Exactly as written, output each of the lines below, with no images.

Referring expression data
%%
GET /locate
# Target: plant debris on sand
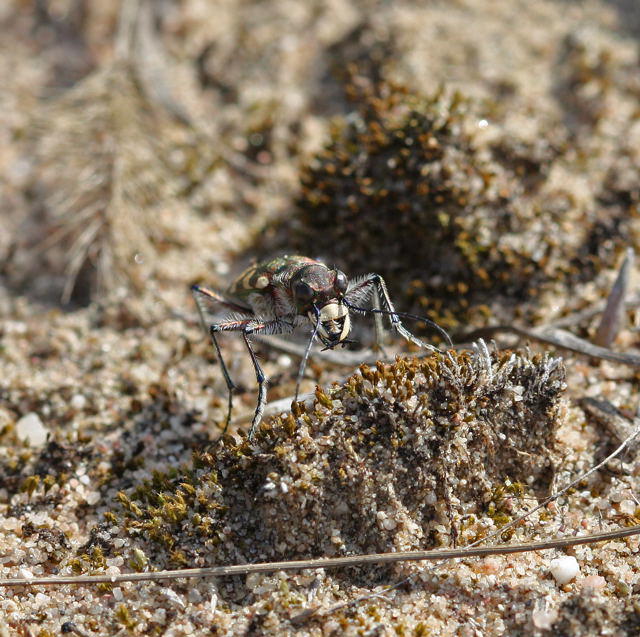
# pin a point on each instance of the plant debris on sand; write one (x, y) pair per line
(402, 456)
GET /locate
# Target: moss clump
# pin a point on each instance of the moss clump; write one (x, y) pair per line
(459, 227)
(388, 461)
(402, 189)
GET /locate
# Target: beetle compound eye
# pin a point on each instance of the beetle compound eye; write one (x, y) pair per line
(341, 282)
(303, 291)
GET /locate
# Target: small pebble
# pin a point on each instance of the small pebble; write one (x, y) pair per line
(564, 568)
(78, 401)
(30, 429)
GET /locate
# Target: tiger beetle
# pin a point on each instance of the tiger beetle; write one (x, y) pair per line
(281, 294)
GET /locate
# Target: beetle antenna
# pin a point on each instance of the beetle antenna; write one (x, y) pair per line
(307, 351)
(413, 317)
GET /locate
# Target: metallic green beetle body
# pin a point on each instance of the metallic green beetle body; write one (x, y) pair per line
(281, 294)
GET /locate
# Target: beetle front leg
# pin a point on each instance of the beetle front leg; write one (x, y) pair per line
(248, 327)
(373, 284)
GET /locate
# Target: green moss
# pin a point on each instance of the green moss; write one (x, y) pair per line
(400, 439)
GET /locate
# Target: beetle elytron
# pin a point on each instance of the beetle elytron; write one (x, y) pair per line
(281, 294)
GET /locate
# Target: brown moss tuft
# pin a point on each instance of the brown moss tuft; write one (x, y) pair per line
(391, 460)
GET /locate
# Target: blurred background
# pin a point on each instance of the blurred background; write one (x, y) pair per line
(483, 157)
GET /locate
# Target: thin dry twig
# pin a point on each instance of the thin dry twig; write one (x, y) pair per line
%%
EXERCISE RESPONSE »
GET /locate
# Target: plant debris on sand
# pin a point on each instance of the plant debris on sand; write one (x, y) pair per line
(402, 456)
GET /locate
# Target: moss clump
# pin a point on each instance of the moss clump; write one (x, y) pair per line
(459, 227)
(388, 461)
(402, 189)
GET /locate
# Target: beetle compound eye
# pin a point on each instance of the beetle compound eye; write one (x, y) pair per line
(341, 282)
(303, 291)
GET /locate
# Target: small pebble
# pin a point on each instance of the small pebble; write one (x, y) pair per line
(564, 568)
(78, 401)
(30, 429)
GET /locate
# Target: tiger beetle
# pin a point on each instance of the tiger beetle; write one (x, y) pair per line
(281, 294)
GET /locate
# Target: beetle antenna
# pin a point on each instance of the beetle antenna; write one (x, y) pair per line
(307, 351)
(413, 317)
GET /locate
# Target: metallic green beetle body
# pin a point on each instance of the metallic green beetle body; write one (x, y) pair per line
(281, 294)
GET /locate
# Target: beetle front leg
# pin a point on each instance of the beetle front leg; write one (x, y) pair per line
(248, 327)
(373, 284)
GET /locate
# Target: green moss
# pin a point on each instance of the green moss; write one (x, y) pair per line
(400, 439)
GET /locate
# Target: beetle elytron
# pin a point on each instance of the beetle elytron; write one (x, y) pair per line
(281, 294)
GET /locate
# Target: brown moss tuft
# pin a point on each instance of the brown moss tuft; write one (x, y) pair per line
(391, 460)
GET /locate
# Target: blurred background
# pin a point on each instance of the blurred background; write one (x, y) pair per line
(483, 157)
GET /locate
# Target: thin dry twig
# pin a point on each instance of the thin dry twig; write one (x, y) pair per line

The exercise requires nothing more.